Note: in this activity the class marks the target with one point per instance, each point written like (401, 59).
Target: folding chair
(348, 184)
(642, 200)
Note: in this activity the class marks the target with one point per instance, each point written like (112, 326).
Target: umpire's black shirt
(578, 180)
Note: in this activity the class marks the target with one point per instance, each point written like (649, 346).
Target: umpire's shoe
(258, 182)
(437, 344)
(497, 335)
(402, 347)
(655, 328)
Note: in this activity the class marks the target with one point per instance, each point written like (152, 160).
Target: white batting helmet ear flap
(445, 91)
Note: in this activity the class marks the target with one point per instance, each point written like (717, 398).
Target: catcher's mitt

___

■ Assignment ■
Starting at the line that contains "Target: white batting helmet ear flap", transcribe every line through the last line of the entries above, exactly, and nothing else.

■ Your solution ■
Target: white batting helmet ear flap
(445, 91)
Note: in this activity the class marks the target with one point per instance, each point written like (717, 398).
Target: catcher's mitt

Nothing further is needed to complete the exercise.